[EXCERPT PROVIDED]:

Sharon J. Mondragón writes about the place where kindness and courage meet. Her debut novel, The Unlikely Yarn of the Dragon Lady (originally titled The Heavenly Hugs Prayer Shawl Ministry) was the 2017 winner of the American Christian Fiction Writers Genesis award in the Short Novel Category, and she has also been recognized by The Saturday Evening Postwhere her short story, “I’ll Be Home for Christmas,” was an Honorable Mention Awardee in the 2014 their Great American Fiction Contest.
Mondragón has been active in prayer shawl ministry since 2008 and currently serves as facilitator for the prayer shawl ministry at her church, St. Paul Episcopal in Waxahachie, TX. She also knits with the Circle of Healing at Red Oak United Methodist Church. She is a Level 2 Certified Knitting Instructor through the Craft Yarn Council and teaches beginning knitting at a local yarn store.
Mondragón is the mother of five grown children and has four grandchildren. After 26 years as an Army wife, she has settled in Midlothian, TX with her hero/husband, her laptop, and her yarn stash.
Visit Sharon Mondragón’s website and blog at and follow her on Facebook (Sherry Mondragón) and Twitter (@SJ_Mondragón)

This book has been a joy to read. I found myself laughing at some parts of the book. There is a small group of women  who meet every Wednesday morning at the chapel of their church to knit prayer shawls and pray. It is a wonderful ministry and everyone gets along so well. But trouble is coming when a suggestion is made to go out into the world and do their ministry to reach others. Oh my did a certain woman get her feathers ruffled.They have always met in the Prayer Chapel.  Margaret is in charge of the group, well at least  she thinks she is. Some people are set in their ways and change bothers them.

[SUPPLIED DATA]:
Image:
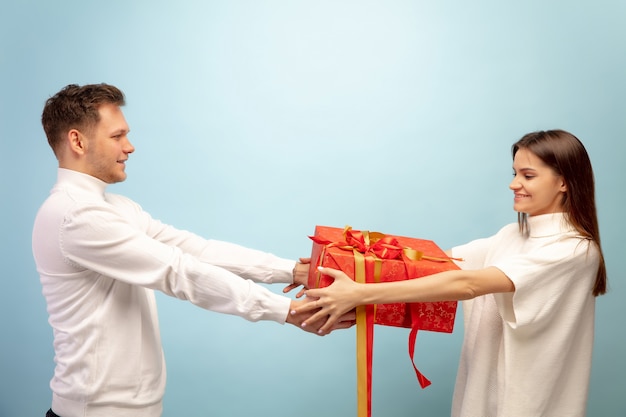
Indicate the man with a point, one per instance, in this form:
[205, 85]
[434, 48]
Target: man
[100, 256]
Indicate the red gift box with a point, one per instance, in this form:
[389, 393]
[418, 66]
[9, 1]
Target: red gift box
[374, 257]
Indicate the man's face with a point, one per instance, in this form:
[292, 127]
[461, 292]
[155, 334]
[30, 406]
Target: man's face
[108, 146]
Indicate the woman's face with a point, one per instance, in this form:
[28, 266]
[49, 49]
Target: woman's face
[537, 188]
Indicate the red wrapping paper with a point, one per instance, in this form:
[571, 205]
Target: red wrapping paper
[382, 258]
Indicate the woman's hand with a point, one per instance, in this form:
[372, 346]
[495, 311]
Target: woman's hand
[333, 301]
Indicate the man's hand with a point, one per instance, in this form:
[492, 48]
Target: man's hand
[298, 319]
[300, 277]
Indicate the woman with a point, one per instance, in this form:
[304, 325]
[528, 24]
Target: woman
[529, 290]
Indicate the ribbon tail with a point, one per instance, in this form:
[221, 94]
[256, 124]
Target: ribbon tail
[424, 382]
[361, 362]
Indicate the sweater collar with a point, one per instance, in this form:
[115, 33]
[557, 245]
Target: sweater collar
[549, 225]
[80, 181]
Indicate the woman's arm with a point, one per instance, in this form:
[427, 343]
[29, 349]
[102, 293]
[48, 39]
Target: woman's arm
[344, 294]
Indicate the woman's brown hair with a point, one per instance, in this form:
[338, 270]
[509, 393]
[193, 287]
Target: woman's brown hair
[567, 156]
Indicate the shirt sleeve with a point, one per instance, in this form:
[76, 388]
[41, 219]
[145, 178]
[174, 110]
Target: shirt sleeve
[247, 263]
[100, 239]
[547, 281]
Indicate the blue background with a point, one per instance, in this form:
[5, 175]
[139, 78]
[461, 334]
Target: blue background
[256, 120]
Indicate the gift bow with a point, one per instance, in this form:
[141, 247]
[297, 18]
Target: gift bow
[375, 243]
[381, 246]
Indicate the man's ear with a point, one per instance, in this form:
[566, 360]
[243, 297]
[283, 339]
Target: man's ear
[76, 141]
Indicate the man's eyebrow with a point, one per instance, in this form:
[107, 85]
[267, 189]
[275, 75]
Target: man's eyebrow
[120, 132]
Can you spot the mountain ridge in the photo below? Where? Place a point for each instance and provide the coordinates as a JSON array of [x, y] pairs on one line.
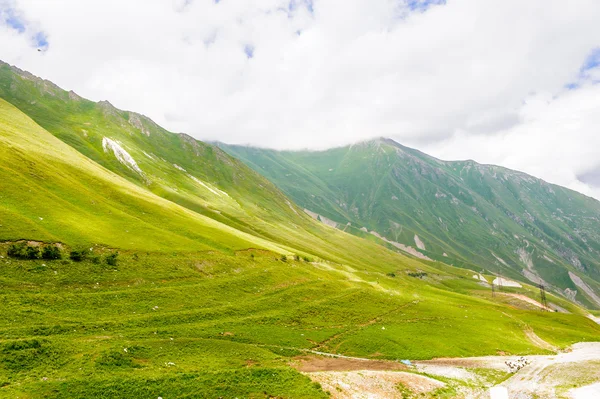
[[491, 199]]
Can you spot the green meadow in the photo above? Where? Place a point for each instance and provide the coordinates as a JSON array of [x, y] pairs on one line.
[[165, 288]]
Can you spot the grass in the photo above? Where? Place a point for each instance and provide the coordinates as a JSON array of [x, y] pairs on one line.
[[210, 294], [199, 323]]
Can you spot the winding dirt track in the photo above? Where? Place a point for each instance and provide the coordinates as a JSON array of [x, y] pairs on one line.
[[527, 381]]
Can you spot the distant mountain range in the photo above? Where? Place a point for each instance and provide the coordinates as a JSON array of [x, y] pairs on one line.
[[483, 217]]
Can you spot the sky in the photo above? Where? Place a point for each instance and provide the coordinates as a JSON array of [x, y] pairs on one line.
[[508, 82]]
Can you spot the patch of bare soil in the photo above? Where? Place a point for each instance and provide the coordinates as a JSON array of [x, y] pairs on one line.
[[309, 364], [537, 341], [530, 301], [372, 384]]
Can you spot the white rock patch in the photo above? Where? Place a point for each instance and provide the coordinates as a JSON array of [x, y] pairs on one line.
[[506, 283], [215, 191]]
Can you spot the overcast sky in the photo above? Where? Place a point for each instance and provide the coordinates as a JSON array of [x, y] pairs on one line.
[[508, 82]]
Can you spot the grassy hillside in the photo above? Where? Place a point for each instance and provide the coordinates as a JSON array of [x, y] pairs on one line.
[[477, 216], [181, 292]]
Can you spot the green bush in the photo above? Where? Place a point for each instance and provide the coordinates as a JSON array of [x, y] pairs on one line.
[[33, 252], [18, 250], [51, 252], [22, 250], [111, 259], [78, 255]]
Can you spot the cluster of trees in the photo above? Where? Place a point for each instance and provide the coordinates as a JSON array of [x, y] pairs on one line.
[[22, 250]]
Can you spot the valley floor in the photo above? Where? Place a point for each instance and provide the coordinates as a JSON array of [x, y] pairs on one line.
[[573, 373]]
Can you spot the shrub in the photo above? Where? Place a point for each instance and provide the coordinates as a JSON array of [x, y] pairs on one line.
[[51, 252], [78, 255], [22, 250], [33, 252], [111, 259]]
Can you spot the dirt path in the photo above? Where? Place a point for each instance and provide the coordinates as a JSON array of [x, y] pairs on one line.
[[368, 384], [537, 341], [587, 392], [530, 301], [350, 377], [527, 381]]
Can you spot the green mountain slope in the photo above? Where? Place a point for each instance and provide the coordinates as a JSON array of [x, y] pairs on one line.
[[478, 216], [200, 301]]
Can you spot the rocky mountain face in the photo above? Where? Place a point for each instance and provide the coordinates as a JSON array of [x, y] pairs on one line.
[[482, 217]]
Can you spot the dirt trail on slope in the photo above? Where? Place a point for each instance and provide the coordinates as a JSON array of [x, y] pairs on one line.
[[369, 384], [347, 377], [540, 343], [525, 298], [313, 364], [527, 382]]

[DIRECTIONS FOR THIS TASK]: Write the next part of the text about Sharon J. Mondragón and her prayer shawl novel, starting after its final sentence. The items have no connection to the text about Sharon J. Mondragón and her novel.

[OUTPUT OF THE EXERCISE]:
I loved when they decided to meet at the mall. What a great opportunity for them to pray for people and also share Jesus with them. Their knitting attracts a lot of people in the mall and soon they are asked to pray for a young girl who wants to get a good grade in college. I loved how she was welcomed by the ladies and made her feel at ease. The group encouraged those they talk to to come visit their church. There are sone very tender moments in the story where a young woman comes to them for prayer. She is a single mom to be and wants to learn to knit. She has purple hair which bothers no one in the group but Margaret. 

Each person they  meet is there for a purpose. They need a kind word, a prayer or just someone to talk to. I know if I saw a group knitting at a mall I would stop to talk to them. My mother knitted and crocheted all the time. This story brings back memories of my mom knitting this beautiful blanket for me. I was so surprised because she never  bought  me a present or gave me anything in my entire life. I cried as I felt comfort come  over me. I can still remember her handing it to me and hugging it for a long time. 

Each woman in the group has their own struggles and I loved getting to know them. These women  are supportive of each other and pray without ceasing. I wonder if they realize they are bringing people to church by their ministry at the mall?I loved getting to know each woman in the group and their own personal stories. I adored Margaret because she needed healing just as much as the woman she started visiting in the hospital. Their time together brought tears to my eyes.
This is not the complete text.